Problem statement –
Pull out every line of the data below that contains the string "wagon". Case counts.

Listing –
◆ ◆ ◆
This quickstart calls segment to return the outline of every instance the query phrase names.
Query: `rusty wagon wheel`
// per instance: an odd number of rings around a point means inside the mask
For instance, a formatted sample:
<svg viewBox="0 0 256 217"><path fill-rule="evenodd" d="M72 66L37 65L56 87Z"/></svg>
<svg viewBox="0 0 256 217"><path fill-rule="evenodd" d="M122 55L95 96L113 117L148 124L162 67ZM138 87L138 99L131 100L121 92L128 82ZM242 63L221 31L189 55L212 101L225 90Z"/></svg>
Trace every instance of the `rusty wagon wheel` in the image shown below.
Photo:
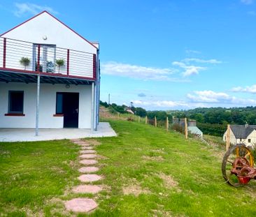
<svg viewBox="0 0 256 217"><path fill-rule="evenodd" d="M246 158L244 160L248 166L253 167L254 160L250 150L244 144L239 144L232 147L225 154L222 160L222 172L224 179L234 187L240 187L243 184L236 174L231 172L233 163L236 158ZM239 170L239 168L238 168Z"/></svg>

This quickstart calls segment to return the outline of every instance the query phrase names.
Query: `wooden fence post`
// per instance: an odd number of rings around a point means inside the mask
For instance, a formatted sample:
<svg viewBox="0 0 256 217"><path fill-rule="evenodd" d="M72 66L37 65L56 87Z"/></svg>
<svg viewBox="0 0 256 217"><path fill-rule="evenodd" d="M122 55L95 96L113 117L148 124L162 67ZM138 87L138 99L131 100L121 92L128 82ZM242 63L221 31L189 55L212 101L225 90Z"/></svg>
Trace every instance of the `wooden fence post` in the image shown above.
<svg viewBox="0 0 256 217"><path fill-rule="evenodd" d="M227 124L227 134L226 134L226 151L229 149L230 146L230 124Z"/></svg>
<svg viewBox="0 0 256 217"><path fill-rule="evenodd" d="M185 120L185 137L186 138L186 140L187 140L187 118L185 117L184 119Z"/></svg>
<svg viewBox="0 0 256 217"><path fill-rule="evenodd" d="M168 117L166 117L166 131L168 132L169 130L169 119L168 119Z"/></svg>

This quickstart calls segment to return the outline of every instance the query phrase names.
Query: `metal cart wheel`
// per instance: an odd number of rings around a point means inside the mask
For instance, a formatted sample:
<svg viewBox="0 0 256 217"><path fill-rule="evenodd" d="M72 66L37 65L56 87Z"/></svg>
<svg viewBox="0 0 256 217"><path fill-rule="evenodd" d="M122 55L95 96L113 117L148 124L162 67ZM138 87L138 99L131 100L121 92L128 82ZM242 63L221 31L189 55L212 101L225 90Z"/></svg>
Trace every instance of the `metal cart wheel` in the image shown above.
<svg viewBox="0 0 256 217"><path fill-rule="evenodd" d="M244 144L239 144L232 147L225 154L222 160L222 172L224 179L234 187L243 186L237 176L231 172L234 160L236 158L241 158L243 164L253 167L254 160L250 150ZM236 170L240 170L236 167Z"/></svg>

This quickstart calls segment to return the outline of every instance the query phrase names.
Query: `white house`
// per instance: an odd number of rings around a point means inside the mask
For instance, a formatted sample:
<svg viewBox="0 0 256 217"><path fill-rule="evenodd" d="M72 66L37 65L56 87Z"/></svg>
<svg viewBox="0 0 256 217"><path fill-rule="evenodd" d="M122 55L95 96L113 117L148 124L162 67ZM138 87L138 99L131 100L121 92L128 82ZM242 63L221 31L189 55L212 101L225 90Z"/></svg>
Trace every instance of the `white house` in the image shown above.
<svg viewBox="0 0 256 217"><path fill-rule="evenodd" d="M99 48L47 11L1 34L0 128L96 130Z"/></svg>
<svg viewBox="0 0 256 217"><path fill-rule="evenodd" d="M223 141L227 141L227 130L223 135ZM256 144L256 125L230 125L230 143L244 143L246 146Z"/></svg>

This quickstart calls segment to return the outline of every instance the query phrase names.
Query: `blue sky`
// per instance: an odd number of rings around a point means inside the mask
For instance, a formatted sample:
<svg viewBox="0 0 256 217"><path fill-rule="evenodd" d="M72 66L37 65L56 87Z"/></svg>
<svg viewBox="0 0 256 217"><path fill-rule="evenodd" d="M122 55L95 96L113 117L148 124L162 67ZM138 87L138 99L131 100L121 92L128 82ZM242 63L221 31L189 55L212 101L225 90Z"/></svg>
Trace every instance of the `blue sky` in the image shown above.
<svg viewBox="0 0 256 217"><path fill-rule="evenodd" d="M0 32L43 10L99 41L101 100L256 105L256 0L3 0Z"/></svg>

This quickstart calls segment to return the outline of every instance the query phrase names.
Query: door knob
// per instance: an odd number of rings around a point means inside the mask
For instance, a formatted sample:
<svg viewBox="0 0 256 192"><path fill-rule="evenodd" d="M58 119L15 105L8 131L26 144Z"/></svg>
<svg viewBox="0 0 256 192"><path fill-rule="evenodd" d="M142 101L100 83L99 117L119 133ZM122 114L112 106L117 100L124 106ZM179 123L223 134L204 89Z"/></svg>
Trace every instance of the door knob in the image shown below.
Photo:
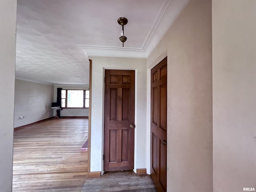
<svg viewBox="0 0 256 192"><path fill-rule="evenodd" d="M133 124L131 124L130 125L130 128L134 128L134 125Z"/></svg>

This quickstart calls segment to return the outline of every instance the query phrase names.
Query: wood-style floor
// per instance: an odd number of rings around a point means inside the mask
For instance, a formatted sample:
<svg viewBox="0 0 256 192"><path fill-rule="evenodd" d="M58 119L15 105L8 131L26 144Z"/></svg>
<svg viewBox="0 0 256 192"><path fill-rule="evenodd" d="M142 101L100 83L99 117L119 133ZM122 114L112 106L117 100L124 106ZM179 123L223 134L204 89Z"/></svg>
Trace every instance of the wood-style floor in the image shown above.
<svg viewBox="0 0 256 192"><path fill-rule="evenodd" d="M156 191L131 172L88 178L88 120L50 119L14 130L13 192Z"/></svg>

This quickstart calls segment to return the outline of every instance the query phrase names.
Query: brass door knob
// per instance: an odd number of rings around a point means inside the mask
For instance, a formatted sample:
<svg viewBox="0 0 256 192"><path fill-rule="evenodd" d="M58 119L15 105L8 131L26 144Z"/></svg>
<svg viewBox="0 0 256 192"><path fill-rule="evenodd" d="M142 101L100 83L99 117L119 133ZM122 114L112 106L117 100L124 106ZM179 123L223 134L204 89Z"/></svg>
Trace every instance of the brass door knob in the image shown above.
<svg viewBox="0 0 256 192"><path fill-rule="evenodd" d="M134 128L134 125L133 124L131 124L130 125L130 128Z"/></svg>

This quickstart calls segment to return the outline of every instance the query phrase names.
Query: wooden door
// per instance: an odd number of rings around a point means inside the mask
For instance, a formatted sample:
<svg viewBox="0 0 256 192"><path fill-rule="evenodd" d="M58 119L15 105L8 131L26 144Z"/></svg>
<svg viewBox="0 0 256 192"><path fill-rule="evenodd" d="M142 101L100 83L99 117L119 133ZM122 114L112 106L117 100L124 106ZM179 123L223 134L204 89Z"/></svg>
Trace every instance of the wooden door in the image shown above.
<svg viewBox="0 0 256 192"><path fill-rule="evenodd" d="M166 191L167 58L151 70L151 173L158 192Z"/></svg>
<svg viewBox="0 0 256 192"><path fill-rule="evenodd" d="M105 71L104 171L134 169L134 70Z"/></svg>

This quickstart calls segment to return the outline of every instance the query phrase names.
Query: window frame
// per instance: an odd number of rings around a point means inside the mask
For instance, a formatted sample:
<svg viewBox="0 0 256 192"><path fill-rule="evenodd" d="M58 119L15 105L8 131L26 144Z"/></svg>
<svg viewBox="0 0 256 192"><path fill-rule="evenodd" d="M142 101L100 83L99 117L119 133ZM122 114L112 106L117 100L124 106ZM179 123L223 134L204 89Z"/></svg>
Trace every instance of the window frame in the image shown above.
<svg viewBox="0 0 256 192"><path fill-rule="evenodd" d="M66 90L66 98L62 98L62 97L61 97L61 101L62 101L62 99L65 99L65 107L62 107L62 106L61 106L61 108L62 109L88 109L89 108L89 107L85 107L85 100L86 99L88 99L90 101L90 90L89 90L89 89L63 89L62 90ZM68 107L68 90L71 90L71 91L84 91L84 93L83 93L83 107ZM88 91L89 92L89 98L86 98L86 91ZM90 101L89 101L90 102ZM61 105L62 106L62 102L61 102Z"/></svg>

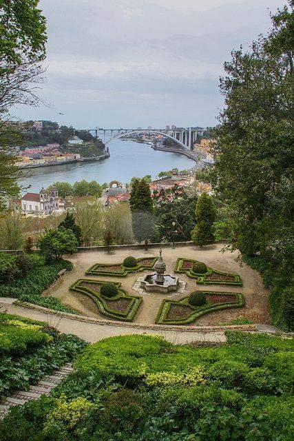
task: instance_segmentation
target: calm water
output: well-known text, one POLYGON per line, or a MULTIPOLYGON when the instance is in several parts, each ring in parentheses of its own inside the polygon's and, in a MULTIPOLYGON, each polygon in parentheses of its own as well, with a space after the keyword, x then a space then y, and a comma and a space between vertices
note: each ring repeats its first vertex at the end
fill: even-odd
POLYGON ((39 192, 54 182, 96 181, 100 183, 114 179, 125 184, 133 176, 151 174, 155 178, 159 172, 191 168, 195 162, 183 155, 168 152, 156 152, 147 144, 130 141, 116 141, 109 146, 110 158, 101 162, 76 163, 65 165, 52 165, 23 170, 19 183, 30 191, 39 192))

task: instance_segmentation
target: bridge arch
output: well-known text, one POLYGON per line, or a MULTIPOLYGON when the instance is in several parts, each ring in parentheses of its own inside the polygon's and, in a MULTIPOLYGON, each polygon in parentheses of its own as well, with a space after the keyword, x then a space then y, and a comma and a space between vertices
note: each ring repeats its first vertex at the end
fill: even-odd
POLYGON ((166 136, 167 138, 169 138, 170 139, 172 139, 173 141, 175 141, 175 143, 176 143, 177 144, 178 144, 179 145, 180 145, 185 150, 187 150, 187 146, 183 143, 181 143, 180 141, 179 141, 178 139, 176 139, 176 138, 174 138, 174 136, 171 136, 171 135, 169 135, 167 133, 163 133, 162 132, 160 132, 159 130, 155 130, 154 129, 148 129, 148 130, 131 130, 129 132, 124 132, 122 133, 118 133, 117 135, 114 135, 114 136, 112 136, 112 138, 110 138, 110 139, 109 139, 106 143, 105 143, 105 145, 108 146, 109 144, 110 144, 110 143, 116 139, 119 139, 120 138, 123 138, 124 136, 125 136, 126 135, 129 135, 129 134, 132 134, 133 133, 145 133, 145 132, 151 132, 151 133, 157 133, 158 134, 160 135, 162 135, 163 136, 166 136))

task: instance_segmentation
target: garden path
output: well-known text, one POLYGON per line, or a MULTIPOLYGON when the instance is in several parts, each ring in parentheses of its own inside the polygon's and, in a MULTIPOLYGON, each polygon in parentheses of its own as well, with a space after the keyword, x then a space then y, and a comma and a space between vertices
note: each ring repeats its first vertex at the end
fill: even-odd
POLYGON ((52 375, 46 375, 41 378, 34 386, 30 386, 28 391, 17 391, 3 398, 0 402, 0 420, 8 413, 12 406, 22 405, 27 401, 38 400, 42 395, 49 395, 51 389, 56 387, 73 370, 72 365, 66 363, 54 371, 52 375))

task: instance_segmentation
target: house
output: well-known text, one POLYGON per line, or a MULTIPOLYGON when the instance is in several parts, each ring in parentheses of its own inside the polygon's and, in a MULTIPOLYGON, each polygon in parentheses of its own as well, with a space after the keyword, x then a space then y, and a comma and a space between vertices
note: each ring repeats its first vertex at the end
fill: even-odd
POLYGON ((48 216, 59 209, 58 192, 53 187, 50 192, 42 188, 39 193, 27 193, 21 198, 21 210, 25 214, 48 216))

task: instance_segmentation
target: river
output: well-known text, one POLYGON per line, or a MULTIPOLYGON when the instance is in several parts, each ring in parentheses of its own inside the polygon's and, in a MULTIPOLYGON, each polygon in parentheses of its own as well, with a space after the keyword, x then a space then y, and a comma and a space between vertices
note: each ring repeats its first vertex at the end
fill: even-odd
◆ ◆ ◆
Full response –
Query: `rusty wagon wheel`
Trace every instance of the `rusty wagon wheel` in the image shown below.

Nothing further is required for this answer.